- Task description -
Please list each line in the listing below that contains the word "player".

(Dataset records)
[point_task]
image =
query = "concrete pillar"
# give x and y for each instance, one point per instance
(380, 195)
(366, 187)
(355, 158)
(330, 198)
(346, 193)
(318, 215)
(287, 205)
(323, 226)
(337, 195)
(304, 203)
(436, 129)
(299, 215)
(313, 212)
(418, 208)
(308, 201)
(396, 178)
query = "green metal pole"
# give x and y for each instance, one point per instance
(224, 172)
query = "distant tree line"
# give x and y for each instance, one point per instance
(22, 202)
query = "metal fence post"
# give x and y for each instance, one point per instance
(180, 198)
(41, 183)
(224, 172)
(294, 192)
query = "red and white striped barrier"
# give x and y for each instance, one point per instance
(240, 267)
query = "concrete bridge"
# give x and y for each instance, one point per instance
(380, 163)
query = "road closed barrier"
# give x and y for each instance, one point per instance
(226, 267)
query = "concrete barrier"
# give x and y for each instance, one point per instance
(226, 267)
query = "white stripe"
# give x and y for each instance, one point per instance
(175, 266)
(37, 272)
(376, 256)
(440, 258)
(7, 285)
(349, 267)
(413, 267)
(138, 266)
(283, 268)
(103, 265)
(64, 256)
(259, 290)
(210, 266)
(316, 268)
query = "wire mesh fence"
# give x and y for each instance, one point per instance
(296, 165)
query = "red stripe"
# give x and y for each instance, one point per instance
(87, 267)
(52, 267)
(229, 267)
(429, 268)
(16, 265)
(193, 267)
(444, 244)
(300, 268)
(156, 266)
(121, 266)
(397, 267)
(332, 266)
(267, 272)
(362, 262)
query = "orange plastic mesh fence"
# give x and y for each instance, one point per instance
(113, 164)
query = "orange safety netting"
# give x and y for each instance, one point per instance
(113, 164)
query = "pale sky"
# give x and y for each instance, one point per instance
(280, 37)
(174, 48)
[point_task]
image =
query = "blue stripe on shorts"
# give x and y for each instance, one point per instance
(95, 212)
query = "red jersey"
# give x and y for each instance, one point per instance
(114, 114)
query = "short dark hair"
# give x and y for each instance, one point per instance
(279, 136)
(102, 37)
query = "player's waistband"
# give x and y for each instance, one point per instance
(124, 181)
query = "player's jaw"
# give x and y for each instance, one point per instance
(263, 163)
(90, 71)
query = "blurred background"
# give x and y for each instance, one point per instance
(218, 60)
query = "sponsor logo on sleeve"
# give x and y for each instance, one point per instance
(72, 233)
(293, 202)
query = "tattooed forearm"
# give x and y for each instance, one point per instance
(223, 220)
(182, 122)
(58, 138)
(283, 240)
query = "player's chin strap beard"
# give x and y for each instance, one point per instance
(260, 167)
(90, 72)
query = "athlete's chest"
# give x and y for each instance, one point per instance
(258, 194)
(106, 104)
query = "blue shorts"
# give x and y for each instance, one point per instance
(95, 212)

- Result for this task -
query = "player's waistband"
query = "player's jaw"
query = "player's chin strap beard"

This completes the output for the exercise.